Given the entries that follow, write out exactly the lines starting at the one containing "Expected: the position of each instance of the row" and ending at the one containing "piece, given as one point per instance.", both ends included, and only those.
------ Exercise material
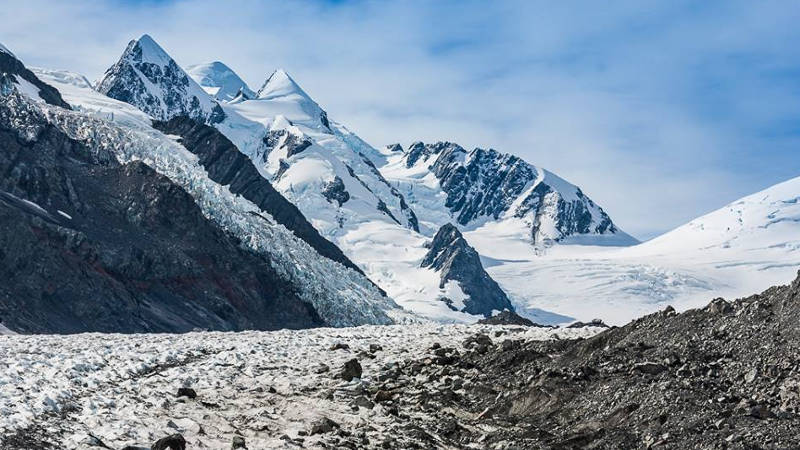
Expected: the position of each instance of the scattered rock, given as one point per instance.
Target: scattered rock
(720, 306)
(187, 392)
(351, 369)
(383, 396)
(761, 412)
(238, 442)
(171, 442)
(363, 402)
(592, 323)
(649, 367)
(509, 318)
(323, 425)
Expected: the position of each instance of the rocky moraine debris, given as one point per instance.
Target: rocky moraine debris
(719, 377)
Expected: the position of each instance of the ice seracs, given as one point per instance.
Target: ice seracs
(158, 167)
(148, 78)
(220, 81)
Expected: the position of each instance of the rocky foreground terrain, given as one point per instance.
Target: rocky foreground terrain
(724, 376)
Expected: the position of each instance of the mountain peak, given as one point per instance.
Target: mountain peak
(146, 49)
(149, 79)
(280, 84)
(5, 49)
(219, 80)
(455, 260)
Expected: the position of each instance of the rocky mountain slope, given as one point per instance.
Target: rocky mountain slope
(486, 185)
(724, 376)
(147, 77)
(91, 244)
(229, 167)
(125, 231)
(220, 81)
(14, 75)
(452, 257)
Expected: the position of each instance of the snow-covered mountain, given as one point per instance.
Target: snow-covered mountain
(443, 181)
(160, 244)
(15, 76)
(457, 262)
(744, 247)
(764, 220)
(220, 81)
(148, 78)
(554, 253)
(337, 181)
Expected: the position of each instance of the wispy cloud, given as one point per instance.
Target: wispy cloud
(661, 111)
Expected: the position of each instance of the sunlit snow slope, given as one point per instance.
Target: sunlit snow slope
(738, 250)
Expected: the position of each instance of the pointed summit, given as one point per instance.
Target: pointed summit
(280, 87)
(152, 52)
(280, 84)
(220, 81)
(4, 49)
(148, 78)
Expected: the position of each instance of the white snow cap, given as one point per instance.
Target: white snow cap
(280, 84)
(219, 80)
(5, 49)
(152, 52)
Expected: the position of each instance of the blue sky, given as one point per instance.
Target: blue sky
(660, 111)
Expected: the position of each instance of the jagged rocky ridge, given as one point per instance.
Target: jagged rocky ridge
(227, 166)
(220, 81)
(489, 184)
(89, 244)
(341, 296)
(12, 71)
(146, 77)
(455, 260)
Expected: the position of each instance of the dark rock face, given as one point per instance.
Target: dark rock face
(351, 369)
(11, 67)
(168, 91)
(294, 144)
(228, 166)
(700, 379)
(488, 183)
(334, 191)
(454, 259)
(395, 148)
(130, 251)
(592, 323)
(172, 442)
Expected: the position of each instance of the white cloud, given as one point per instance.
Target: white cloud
(661, 111)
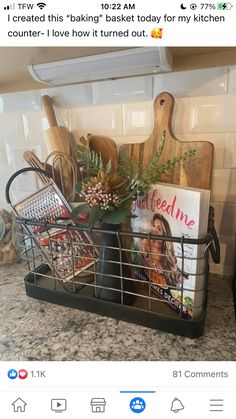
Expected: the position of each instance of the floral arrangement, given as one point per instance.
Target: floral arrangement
(108, 195)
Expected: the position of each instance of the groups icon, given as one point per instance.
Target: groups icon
(137, 405)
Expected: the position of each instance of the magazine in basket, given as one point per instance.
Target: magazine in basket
(170, 210)
(68, 251)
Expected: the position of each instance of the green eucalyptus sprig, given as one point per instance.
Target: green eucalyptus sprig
(109, 196)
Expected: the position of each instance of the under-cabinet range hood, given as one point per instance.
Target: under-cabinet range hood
(125, 63)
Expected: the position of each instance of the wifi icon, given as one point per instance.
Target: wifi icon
(41, 5)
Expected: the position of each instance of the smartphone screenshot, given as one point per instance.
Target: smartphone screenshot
(117, 209)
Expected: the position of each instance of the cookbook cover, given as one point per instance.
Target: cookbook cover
(173, 211)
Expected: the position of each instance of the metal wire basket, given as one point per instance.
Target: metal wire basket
(140, 303)
(101, 270)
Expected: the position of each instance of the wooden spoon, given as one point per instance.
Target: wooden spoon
(107, 147)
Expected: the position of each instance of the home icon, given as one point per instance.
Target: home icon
(98, 405)
(19, 405)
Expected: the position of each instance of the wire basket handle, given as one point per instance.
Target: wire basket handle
(19, 172)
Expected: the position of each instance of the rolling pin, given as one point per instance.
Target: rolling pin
(57, 138)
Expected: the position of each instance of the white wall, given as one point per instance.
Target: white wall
(205, 110)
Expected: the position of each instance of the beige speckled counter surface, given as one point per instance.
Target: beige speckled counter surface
(36, 330)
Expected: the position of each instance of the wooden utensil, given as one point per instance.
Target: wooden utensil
(107, 147)
(195, 172)
(34, 161)
(63, 171)
(57, 138)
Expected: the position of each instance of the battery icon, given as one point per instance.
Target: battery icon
(224, 6)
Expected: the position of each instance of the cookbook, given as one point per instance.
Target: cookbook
(174, 271)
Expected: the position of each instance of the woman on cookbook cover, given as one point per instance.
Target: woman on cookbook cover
(160, 255)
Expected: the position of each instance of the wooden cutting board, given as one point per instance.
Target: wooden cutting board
(194, 172)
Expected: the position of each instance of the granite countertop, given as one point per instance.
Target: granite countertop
(41, 331)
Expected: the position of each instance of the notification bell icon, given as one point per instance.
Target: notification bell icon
(176, 405)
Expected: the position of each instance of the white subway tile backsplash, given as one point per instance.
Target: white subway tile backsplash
(207, 114)
(203, 82)
(20, 101)
(130, 140)
(11, 128)
(100, 120)
(218, 140)
(232, 79)
(72, 96)
(125, 90)
(224, 185)
(225, 218)
(222, 270)
(230, 151)
(227, 256)
(138, 118)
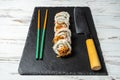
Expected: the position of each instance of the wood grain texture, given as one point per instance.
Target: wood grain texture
(15, 17)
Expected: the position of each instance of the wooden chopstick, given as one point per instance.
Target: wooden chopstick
(43, 35)
(38, 35)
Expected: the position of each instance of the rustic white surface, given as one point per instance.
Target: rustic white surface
(15, 19)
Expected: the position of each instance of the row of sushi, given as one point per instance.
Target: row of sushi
(62, 36)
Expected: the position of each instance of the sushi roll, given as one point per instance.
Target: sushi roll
(62, 48)
(61, 20)
(62, 36)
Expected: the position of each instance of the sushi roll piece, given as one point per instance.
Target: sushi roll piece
(63, 15)
(62, 48)
(62, 34)
(59, 26)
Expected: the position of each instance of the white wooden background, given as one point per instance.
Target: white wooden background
(15, 17)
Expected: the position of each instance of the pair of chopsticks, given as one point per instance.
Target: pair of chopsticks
(40, 46)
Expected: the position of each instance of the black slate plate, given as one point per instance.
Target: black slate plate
(76, 64)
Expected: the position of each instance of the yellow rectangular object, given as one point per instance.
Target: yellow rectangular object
(93, 56)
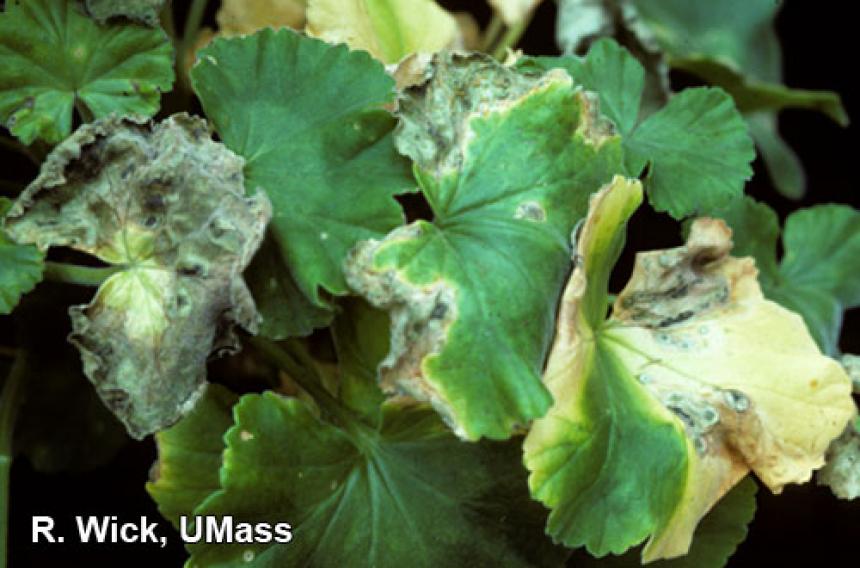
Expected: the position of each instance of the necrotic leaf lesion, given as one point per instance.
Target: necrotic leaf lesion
(166, 205)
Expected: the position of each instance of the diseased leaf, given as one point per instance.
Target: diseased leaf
(165, 205)
(189, 455)
(389, 29)
(842, 471)
(308, 119)
(696, 148)
(609, 71)
(143, 11)
(715, 540)
(20, 267)
(693, 381)
(53, 58)
(242, 17)
(285, 311)
(352, 496)
(514, 12)
(817, 274)
(506, 162)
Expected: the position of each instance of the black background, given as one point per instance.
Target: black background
(805, 526)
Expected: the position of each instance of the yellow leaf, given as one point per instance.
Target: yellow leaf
(514, 11)
(389, 29)
(240, 17)
(693, 381)
(704, 337)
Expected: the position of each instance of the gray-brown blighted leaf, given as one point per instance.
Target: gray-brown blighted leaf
(842, 472)
(165, 205)
(506, 161)
(143, 11)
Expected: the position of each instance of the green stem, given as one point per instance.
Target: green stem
(512, 37)
(10, 401)
(492, 33)
(80, 275)
(294, 360)
(189, 33)
(167, 22)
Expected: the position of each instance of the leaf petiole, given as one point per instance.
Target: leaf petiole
(294, 360)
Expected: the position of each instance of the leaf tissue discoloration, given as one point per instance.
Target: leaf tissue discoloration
(166, 205)
(420, 319)
(693, 382)
(436, 116)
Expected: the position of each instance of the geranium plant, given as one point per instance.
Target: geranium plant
(350, 262)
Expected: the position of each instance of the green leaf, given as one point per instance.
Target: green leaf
(698, 150)
(286, 312)
(361, 340)
(166, 206)
(506, 162)
(733, 45)
(611, 72)
(817, 274)
(309, 120)
(715, 540)
(21, 267)
(693, 381)
(143, 11)
(697, 147)
(63, 425)
(53, 58)
(189, 455)
(407, 495)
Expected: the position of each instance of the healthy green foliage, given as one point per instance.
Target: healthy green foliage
(53, 58)
(696, 148)
(285, 310)
(350, 496)
(189, 455)
(472, 295)
(733, 44)
(817, 275)
(20, 267)
(308, 119)
(144, 11)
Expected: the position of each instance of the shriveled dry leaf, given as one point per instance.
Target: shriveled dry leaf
(166, 205)
(695, 380)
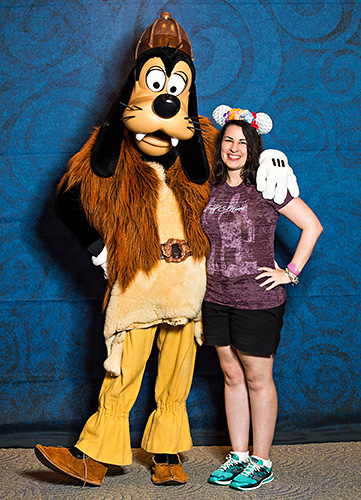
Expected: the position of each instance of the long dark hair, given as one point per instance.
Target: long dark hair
(254, 149)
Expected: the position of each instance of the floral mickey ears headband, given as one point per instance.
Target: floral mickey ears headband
(260, 121)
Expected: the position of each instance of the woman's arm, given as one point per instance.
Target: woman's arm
(302, 216)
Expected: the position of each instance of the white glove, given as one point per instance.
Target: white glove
(101, 260)
(275, 176)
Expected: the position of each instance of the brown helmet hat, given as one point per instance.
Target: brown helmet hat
(164, 32)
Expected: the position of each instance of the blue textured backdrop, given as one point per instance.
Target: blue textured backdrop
(62, 63)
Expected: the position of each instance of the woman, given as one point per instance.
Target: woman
(245, 297)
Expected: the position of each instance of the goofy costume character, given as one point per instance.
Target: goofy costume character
(133, 196)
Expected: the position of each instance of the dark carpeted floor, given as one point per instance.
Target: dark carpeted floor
(326, 471)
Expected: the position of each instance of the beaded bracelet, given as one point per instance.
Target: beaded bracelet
(293, 268)
(293, 278)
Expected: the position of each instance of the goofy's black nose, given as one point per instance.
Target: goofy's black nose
(166, 105)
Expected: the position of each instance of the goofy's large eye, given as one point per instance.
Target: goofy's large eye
(155, 79)
(176, 84)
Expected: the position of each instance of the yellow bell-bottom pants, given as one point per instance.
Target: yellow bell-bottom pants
(106, 436)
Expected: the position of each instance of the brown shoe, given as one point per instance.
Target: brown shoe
(61, 460)
(164, 474)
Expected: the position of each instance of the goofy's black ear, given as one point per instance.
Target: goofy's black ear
(106, 149)
(192, 152)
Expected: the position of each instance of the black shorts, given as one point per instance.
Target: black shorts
(252, 331)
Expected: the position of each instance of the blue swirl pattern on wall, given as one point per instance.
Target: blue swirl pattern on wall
(62, 64)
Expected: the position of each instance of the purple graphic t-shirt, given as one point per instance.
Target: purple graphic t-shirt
(240, 225)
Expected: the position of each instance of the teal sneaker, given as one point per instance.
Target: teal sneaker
(252, 476)
(231, 468)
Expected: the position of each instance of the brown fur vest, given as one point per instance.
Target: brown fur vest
(122, 208)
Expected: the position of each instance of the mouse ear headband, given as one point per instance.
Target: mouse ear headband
(260, 121)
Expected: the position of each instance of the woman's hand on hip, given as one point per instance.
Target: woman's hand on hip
(274, 277)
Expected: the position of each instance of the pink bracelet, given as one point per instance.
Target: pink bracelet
(293, 268)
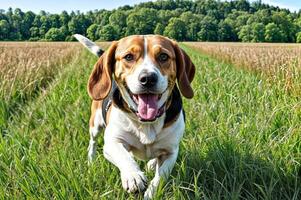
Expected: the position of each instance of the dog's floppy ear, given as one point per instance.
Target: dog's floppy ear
(100, 81)
(185, 71)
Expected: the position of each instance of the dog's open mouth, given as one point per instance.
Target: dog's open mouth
(147, 105)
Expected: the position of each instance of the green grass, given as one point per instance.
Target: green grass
(242, 141)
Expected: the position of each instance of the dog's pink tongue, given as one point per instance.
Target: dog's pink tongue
(147, 106)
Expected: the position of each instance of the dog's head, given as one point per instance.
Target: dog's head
(146, 69)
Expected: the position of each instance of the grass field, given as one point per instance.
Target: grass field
(242, 139)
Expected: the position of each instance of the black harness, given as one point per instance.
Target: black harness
(172, 111)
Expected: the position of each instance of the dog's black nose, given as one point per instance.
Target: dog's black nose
(148, 79)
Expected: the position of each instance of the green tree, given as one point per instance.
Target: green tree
(298, 37)
(34, 33)
(4, 29)
(92, 32)
(175, 29)
(54, 34)
(273, 33)
(143, 22)
(159, 29)
(226, 32)
(107, 33)
(118, 21)
(245, 34)
(209, 29)
(258, 30)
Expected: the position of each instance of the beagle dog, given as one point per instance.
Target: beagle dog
(136, 87)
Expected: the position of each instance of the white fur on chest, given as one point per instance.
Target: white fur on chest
(144, 140)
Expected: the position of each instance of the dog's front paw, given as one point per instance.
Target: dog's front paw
(133, 181)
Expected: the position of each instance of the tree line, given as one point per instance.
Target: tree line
(183, 20)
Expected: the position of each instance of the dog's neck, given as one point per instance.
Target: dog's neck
(147, 131)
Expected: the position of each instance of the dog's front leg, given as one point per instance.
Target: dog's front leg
(163, 168)
(133, 179)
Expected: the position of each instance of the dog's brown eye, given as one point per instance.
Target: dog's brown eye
(129, 57)
(163, 57)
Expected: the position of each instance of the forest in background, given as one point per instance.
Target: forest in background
(183, 20)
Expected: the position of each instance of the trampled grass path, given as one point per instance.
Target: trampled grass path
(242, 141)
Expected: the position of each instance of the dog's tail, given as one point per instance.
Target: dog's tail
(91, 46)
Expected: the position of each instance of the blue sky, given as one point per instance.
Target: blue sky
(56, 6)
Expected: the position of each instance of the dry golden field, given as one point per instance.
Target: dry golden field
(281, 63)
(25, 65)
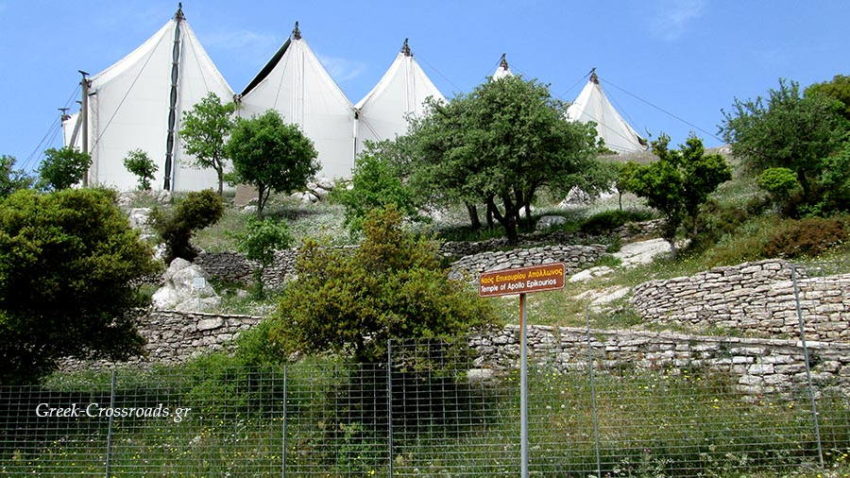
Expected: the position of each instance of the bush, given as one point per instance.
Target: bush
------------
• _Result of this exercise_
Expected: the position of each instance of the row of sushi, given as one point per instance.
Target: row of sushi
(62, 36)
Expected: the position of each instance of the sushi roll, given as one point per instance.
Target: sushi roll
(62, 48)
(61, 20)
(62, 36)
Expected: the position of each instance of the sushi roll piece, given as one point per instance.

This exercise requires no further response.